-- Start of Passage to read --
Apr 6, 2026 · 20 min read · Machine Learning

Dimensionality Reduction: PCA

In this series (18 parts)

Principal Component Analysis (PCA) takes high-dimensional data and finds a smaller set of axes that capture most of the variation. If your data has 100 features but only 5 underlying patterns, PCA can find those 5 directions. You get simpler models, faster training, and sometimes better generalization.

Prerequisites: You should be comfortable with eigenvalues and eigenvectors and matrix decompositions (especially SVD).

Too many columns: the real-world problem

Imagine you collect data on houses. Each house has ten features.

House	Sq ft	Beds	Baths	Lot size	Year built	Garage spots	Floors	Basement	Pool	Dist to school
1	1200	2	1	5000	1985	1	1	No	No	0.5 mi
2	2400	4	3	8000	2010	2	2	Yes	Yes	1.2 mi
3	1800	3	2	6000	1995	2	1	Yes	No	0.8 mi
4	3200	5	4	12000	2020	3	2	Yes	Yes	2.0 mi
5	1000	1	1	3000	1970	0	1	No	No	0.3 mi

Ten features is already hard to visualize. Real datasets can have hundreds or thousands. Many of these features overlap: bigger houses tend to have more bedrooms, more bathrooms, bigger lots, and more garage spots. The information is redundant.
-- End of Passage to read --
-- Start of Stored data --
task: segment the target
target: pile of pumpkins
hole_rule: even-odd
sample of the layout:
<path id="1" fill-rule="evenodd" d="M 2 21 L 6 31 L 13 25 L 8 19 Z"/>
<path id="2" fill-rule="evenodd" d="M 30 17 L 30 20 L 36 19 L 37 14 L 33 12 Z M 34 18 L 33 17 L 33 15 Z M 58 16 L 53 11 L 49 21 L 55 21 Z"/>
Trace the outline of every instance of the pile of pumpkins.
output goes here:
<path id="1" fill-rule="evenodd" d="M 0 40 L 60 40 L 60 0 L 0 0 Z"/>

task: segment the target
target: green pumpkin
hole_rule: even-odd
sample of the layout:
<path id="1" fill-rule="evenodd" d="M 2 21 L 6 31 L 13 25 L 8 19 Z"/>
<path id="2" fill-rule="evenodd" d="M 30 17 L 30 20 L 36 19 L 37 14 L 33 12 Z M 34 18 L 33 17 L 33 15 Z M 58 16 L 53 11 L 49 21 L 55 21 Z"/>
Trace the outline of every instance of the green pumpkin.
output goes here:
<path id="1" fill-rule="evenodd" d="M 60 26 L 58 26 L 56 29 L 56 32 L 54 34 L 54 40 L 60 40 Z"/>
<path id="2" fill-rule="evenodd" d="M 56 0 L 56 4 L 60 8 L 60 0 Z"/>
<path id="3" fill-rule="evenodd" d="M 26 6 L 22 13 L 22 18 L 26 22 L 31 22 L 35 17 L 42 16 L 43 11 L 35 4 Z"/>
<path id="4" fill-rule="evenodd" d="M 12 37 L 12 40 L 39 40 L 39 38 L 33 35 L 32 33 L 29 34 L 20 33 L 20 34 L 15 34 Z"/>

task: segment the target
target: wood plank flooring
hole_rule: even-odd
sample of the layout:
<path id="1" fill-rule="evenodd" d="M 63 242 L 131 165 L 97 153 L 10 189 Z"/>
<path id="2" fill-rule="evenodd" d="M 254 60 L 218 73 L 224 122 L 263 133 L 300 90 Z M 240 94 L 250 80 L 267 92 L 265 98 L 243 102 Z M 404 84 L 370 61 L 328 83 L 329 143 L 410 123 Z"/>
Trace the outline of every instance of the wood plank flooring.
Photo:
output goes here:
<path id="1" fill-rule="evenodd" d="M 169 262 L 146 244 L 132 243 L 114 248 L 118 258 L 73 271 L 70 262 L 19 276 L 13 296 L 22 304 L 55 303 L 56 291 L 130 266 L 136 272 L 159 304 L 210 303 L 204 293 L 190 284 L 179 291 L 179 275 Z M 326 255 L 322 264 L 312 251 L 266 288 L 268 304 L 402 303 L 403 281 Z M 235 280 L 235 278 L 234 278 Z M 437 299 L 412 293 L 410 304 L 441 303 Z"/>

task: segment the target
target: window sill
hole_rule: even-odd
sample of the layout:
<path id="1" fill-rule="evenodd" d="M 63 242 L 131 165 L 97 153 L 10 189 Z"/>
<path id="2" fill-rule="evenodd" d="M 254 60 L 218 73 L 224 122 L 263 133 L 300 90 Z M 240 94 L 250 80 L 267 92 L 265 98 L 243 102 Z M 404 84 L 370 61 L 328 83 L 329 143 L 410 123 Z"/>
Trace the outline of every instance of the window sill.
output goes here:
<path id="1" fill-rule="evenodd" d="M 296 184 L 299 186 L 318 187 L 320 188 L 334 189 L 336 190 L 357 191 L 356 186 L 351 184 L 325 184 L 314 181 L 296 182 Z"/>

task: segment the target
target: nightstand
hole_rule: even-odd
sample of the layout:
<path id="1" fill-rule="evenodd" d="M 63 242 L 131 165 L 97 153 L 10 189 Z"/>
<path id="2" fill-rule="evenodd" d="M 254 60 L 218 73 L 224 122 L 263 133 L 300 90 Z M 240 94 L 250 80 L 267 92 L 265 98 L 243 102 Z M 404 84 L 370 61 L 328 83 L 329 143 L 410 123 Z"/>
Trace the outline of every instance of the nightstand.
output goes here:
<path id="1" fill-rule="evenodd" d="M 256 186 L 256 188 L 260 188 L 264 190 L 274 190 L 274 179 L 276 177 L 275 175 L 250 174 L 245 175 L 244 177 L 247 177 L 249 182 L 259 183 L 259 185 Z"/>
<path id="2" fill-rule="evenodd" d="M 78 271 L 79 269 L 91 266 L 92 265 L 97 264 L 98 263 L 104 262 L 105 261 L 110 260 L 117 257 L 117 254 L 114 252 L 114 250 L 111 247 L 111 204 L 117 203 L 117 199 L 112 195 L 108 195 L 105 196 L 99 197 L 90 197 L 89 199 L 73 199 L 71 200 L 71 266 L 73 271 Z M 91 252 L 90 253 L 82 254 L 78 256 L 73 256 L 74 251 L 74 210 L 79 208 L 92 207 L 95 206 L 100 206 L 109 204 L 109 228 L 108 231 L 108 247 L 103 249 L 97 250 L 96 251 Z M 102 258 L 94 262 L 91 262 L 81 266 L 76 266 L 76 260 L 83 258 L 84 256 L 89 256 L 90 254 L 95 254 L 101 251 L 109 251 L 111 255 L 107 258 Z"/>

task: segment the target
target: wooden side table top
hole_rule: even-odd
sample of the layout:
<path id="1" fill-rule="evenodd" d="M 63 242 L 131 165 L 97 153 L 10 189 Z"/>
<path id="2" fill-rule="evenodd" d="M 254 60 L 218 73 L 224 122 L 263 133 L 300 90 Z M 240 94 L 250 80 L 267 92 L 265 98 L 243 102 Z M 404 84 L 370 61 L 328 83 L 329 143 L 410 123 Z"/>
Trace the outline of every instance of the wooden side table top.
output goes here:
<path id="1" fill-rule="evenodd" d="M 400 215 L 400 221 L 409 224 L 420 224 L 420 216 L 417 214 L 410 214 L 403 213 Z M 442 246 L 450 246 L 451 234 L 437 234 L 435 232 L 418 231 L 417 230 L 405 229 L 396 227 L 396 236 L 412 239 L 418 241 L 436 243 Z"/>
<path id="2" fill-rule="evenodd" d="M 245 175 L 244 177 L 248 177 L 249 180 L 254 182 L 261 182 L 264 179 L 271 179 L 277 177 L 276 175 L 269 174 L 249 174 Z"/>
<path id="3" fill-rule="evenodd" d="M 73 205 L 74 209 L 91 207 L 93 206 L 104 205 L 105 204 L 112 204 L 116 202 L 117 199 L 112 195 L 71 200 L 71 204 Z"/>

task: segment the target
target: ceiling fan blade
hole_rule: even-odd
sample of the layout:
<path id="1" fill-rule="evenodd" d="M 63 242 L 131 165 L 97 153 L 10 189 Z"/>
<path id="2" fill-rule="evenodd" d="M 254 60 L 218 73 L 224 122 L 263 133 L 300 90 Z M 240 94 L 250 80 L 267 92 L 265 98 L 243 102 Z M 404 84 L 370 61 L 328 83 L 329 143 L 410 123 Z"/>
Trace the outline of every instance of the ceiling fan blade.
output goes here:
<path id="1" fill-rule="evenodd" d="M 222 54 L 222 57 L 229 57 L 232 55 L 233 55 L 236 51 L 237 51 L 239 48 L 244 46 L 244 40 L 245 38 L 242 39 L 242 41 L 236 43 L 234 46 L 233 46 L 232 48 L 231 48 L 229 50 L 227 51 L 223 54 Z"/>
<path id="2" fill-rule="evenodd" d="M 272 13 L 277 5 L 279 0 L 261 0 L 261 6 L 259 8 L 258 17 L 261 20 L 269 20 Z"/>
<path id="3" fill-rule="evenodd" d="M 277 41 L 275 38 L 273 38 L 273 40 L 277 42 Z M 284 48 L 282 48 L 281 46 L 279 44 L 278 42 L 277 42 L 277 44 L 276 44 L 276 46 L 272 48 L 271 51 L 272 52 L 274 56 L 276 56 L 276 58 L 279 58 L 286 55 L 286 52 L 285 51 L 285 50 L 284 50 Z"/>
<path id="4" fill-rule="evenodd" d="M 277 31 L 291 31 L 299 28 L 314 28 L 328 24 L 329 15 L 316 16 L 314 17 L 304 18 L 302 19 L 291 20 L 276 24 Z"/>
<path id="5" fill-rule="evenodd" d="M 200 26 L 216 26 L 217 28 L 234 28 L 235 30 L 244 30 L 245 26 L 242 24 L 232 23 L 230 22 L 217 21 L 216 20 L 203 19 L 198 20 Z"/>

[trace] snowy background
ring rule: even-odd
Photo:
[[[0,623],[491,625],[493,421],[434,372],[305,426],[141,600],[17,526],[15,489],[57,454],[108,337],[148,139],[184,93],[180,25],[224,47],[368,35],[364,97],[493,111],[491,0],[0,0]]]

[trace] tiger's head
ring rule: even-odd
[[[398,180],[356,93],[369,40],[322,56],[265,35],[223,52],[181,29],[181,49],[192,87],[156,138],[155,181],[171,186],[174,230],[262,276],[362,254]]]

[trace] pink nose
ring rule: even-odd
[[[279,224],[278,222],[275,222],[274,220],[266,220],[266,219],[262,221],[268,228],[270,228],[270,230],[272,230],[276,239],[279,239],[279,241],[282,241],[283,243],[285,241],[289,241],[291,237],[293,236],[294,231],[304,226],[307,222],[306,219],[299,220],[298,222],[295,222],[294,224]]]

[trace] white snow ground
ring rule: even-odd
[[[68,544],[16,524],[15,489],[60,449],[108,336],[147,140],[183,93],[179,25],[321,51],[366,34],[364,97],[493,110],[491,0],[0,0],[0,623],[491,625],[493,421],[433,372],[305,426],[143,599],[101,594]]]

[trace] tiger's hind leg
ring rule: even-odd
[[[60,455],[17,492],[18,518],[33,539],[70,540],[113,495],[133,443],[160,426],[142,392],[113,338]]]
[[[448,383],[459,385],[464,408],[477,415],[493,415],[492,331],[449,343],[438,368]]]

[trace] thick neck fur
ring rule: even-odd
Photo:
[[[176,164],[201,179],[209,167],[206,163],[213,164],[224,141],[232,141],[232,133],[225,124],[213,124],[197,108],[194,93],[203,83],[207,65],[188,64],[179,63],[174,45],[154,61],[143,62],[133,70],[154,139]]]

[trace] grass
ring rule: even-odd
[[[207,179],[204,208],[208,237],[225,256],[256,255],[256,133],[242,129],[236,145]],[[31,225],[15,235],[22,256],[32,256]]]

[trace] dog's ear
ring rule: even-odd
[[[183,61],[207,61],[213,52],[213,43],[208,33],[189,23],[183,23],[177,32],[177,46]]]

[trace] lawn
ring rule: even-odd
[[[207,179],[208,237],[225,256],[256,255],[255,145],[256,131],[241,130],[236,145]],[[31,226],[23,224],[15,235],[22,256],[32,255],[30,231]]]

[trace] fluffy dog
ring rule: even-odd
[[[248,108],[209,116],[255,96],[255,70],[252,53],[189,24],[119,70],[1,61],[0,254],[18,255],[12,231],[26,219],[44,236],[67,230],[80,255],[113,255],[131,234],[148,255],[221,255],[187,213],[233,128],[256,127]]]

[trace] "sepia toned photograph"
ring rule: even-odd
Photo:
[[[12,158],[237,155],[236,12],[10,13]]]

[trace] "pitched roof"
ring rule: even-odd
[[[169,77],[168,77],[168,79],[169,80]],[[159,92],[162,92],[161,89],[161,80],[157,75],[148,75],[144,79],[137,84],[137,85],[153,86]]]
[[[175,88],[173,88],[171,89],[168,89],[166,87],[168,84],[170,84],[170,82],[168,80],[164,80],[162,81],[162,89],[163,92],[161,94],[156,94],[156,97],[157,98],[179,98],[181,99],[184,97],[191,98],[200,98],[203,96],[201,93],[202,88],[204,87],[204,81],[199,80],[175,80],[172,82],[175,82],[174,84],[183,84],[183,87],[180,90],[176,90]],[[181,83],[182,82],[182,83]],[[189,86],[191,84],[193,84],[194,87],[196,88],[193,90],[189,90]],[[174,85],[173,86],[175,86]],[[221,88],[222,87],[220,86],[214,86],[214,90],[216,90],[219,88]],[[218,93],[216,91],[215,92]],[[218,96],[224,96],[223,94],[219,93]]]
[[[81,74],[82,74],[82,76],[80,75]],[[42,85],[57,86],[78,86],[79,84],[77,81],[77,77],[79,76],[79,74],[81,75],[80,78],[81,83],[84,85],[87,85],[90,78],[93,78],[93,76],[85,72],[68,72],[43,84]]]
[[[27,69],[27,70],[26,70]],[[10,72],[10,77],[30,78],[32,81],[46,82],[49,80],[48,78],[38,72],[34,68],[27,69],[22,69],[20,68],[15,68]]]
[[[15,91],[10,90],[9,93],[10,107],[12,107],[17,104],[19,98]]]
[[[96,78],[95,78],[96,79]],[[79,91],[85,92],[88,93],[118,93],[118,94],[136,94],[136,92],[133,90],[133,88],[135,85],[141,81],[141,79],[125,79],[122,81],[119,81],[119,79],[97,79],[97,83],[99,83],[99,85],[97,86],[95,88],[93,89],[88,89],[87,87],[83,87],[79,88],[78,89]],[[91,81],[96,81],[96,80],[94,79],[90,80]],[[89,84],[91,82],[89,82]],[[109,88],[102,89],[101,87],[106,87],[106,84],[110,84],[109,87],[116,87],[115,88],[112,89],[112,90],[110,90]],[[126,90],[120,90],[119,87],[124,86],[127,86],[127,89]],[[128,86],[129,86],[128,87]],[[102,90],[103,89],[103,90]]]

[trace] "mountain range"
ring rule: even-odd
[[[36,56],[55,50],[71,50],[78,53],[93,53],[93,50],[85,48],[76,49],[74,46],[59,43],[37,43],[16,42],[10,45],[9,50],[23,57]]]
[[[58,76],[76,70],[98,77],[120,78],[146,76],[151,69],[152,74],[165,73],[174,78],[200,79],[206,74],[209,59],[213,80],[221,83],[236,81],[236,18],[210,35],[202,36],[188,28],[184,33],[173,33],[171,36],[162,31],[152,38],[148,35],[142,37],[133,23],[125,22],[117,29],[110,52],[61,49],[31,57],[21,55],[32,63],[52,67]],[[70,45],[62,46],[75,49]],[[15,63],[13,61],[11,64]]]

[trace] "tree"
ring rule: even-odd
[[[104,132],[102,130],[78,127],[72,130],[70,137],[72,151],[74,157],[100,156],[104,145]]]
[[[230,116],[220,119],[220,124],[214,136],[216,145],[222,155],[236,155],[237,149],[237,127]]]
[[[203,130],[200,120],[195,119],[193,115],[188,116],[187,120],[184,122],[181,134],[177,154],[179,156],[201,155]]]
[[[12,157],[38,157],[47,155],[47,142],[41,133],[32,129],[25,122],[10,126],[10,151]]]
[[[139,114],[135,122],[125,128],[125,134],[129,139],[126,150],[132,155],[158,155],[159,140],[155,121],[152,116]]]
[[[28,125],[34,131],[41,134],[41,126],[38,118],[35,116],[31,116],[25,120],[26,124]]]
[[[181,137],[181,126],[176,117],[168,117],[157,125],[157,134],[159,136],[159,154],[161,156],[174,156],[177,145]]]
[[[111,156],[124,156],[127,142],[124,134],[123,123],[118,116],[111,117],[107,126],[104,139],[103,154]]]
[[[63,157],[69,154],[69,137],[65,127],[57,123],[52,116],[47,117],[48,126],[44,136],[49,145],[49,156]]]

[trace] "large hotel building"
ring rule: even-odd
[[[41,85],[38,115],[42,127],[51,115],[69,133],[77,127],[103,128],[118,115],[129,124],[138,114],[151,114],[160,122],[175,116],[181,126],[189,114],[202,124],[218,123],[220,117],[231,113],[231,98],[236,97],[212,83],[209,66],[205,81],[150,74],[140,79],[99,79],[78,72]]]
-- End of Stored data --
◆ Tasks to perform
**A)** According to the PCA article, which matrix decomposition should readers be especially comfortable with?
**B)** Reproduce the part of the PCA article starting with "Principal Component Analysis" and going on through "sometimes better generalization.".

◆ Per-task answers
**A)** SVD

**B)**
Principal Component Analysis (PCA) takes high-dimensional data and finds a smaller set of axes that capture most of the variation. If your data has 100 features but only 5 underlying patterns, PCA can find those 5 directions. You get simpler models, faster training, and sometimes better generalization.